┌──

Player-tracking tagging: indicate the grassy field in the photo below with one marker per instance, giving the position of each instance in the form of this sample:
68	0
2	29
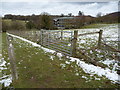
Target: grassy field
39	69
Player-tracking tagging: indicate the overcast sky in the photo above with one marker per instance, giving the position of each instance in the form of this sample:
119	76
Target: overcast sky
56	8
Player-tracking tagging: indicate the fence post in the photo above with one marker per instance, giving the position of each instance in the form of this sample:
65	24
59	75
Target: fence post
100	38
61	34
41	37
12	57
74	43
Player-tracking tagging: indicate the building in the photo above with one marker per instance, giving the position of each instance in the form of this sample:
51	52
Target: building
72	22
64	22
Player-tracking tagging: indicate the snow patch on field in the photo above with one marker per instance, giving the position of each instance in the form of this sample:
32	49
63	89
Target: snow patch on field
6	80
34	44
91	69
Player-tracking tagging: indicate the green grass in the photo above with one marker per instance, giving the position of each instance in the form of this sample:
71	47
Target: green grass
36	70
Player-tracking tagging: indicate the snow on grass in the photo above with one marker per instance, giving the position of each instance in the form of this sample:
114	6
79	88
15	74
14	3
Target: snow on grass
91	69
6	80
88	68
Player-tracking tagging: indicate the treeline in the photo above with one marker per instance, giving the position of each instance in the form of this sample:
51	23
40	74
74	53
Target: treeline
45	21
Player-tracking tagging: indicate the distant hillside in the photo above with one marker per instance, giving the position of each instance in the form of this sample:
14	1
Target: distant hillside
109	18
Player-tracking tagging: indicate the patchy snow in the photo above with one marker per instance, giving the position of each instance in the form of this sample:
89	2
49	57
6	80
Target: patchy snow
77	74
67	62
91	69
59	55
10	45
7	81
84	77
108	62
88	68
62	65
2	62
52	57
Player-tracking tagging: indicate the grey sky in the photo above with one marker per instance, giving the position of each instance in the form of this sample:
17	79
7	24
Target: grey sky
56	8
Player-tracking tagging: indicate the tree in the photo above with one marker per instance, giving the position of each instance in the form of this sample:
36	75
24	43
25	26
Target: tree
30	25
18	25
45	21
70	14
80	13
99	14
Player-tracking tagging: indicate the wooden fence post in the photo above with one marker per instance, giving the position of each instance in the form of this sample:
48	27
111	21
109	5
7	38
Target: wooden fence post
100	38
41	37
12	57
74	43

└──

> **PROBLEM DETAILS**
Filter the listing so that only lines holding the word "above" remain, and copy those lines.

> **SOLUTION**
Player-tracking tagging: indicate the overcast sky in the photo above with one marker per instance, giving the position of each instance in the form of this sample:
Player-tracking tagging: indicate the fence post in the photo above with one marker per instance, giving the position of each instance in the form of this sample:
Player-tracking tagging: indicate the building in the photo above with one marker per instance, giving the position of each instance in the form of this sample:
Player-tracking tagging: indicate the snow patch on field in the photo above with one marker per instance, giving the position of each instance in the form of this sample:
Player-tracking tagging: indicate the green grass in the photo above with one marker per instance, giving the position of each instance in the form of this sample:
Player-tracking tagging: indicate the snow on grass in the photo above with one marker per instance, giving the position of each instance in the form of this sample:
Player-tracking tagging: indicate the treeline in the photo above with one marker per instance, giving the position of each instance in the form of this sample:
Player-tracking tagging: indicate the distant hillside in the photo above with one marker per instance, giving the position of each instance in the form of this sample:
Player-tracking tagging: indicate the patchy snow in the photo above with one marker per instance, giving the position of each instance in the form of this sample:
Player-tracking tagging: indicate the grey sky in the photo above with one marker per instance, giving the position of each instance in the form of this sample:
Player-tracking tagging: indicate the tree in the photo above with one marker per instance, giving the position of each instance in the form of this sample:
Player-tracking tagging: indicate the wooden fence post in the photo above with one marker per instance, giving the position of each instance in the form of this sample:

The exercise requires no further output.